Today there are those for whom the literal truth of Genesis is crucial to their faith, and billions are spent on producing resources (including visitor attractions) to proclaim this ‘truth’.   They seek to defend their position by claiming science backs them up, and in doing so they tie themselves up in ever tighter scientific knots.  They defend the young earth theory of 6000 years, in the face of geological and fossil records that date our world much older – in billions of years. Some will allow for a day being a thousand years but that only doubles the brief time.  

I recall as a teenager going into my biology class with a book debunking evolution and asked to sit out that lesson – and was in the prep cupboard.  I did do the reading for the exam however. I didn’t come from a strict creationist church but had absorbed a particular book that led me to these actions.  I wish I could go back to Mrs Evans and explain why that view was something I let go shortly afterwards.

The struggle for young earth creationists (YECs) is to make science fit a poetic/fable view from a book of theology. So yes all things created in 6 days, with dinosaurs arriving the same day as humans, and trying to merge in a different story about Adam and Eve. But then Cain kills Abel and is banished to wander the earth with a mark on him that he should not be killed – by whom? Who else is out there when they are the first children of Adam and Eve?

Then we come to Noah – how to defend a story as a global flood rather than a local event that passed down in tribal memories? YECs have to theorise how the earth can be drowned up to Everest when there is not enough water on the planet to do that, but their main focus is about how to justify the ability of the Ark to carry all the different animals. This amounts to reducing the massive number of species to a smaller number of ‘kinds’. But then they say that in the less than 6000 years those kinds can expand into many species, basically requiring an evolution at a massive speed that has never claimed by evolution.   (See here for a youtubechannel by a Primatologist)

Why do some Christians feel the need to insist on one specific understanding of the first 11 chapters of the Bible? And in parts of America to demand that creationism is taught in science, whereas in UK I have not heard of that, whilst creation may be part of the RE curriculum.

▶ [WORK INSTRUCTION A]: List every figure from the Bible whom the passage on young earth creationism mentions by name.
▶ [WORK INSTRUCTION B]: Extend the passage on young earth creationism, beginning after its final sentence.
The data after this passage on young earth creationism is separate material.

▶ [PROVIDED DATA]:
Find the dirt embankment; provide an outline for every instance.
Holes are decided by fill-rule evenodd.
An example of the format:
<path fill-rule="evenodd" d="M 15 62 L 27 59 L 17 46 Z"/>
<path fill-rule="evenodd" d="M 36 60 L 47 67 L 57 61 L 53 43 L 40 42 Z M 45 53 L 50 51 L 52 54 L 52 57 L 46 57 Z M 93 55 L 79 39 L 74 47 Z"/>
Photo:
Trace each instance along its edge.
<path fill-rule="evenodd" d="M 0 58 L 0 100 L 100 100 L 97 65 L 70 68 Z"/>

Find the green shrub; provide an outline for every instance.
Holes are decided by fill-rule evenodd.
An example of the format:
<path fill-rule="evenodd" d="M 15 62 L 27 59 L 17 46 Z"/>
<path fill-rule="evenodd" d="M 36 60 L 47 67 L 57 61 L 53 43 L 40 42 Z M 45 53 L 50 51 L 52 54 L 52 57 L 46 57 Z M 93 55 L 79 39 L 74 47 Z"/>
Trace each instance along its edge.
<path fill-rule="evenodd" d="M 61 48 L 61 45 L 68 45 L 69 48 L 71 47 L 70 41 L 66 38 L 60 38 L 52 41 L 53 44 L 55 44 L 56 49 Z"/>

▶ [EXERCISE ANSWER A]: Adam, Eve, Cain, Abel, Noah

▶ [EXERCISE ANSWER B]:
My impression is that those who seek to defend a literal 6 day creation and Noah’s flood are people whose faith in the Bible as a whole has become entrenched in the concept that every word of it is God breathed, by which they mean a form of automatic writing with God directing every word and all punctuation. They often (for English speakers) see the King James Version of the Bible as the first so most perfect English translation, despite it being neither the first in English, nor the most accurate. Many manuscripts have been discovered since KJV and the translation had political leanings to defend the status of the monarchy, it was also using a dated language even when new.

For those who see every word of the Bible as God dictated, the status of the New Testament and the stories and words of Jesus need the Genesis accounts to be literal truth too.  If one were to be not literal truth then the other would also fall, if creation was not 6 days then Jesus could not be their salvation.

 This seems to be the core reason for their desire to argue for a singular intepretation of the first Biblical chapters and the absolute fear of any other truth.  They have based the core of their faith on a word by word truth of the Bible, and in the young earth theories fall, then so does the basis of their faith.  They must therefore defend creationism with all they have.

This deep commitment to a single view of the scriptures, and a fear of any other point of view leads them to see only creationists as valid Christians, and the need to expend a lot of money to try and convert others to YEC and their ‘true faith’.  Even so it would be a matter for themselves, except that it has powerful impacts on politics within a powerful nation, that is for another post.

This is not the faith I find in my Bible, I find fables that speak of God’s ways, I find people trying to understand their relationship with their God, and through that I hear the voice of God, not through dictation, but through the experiences of other God followers.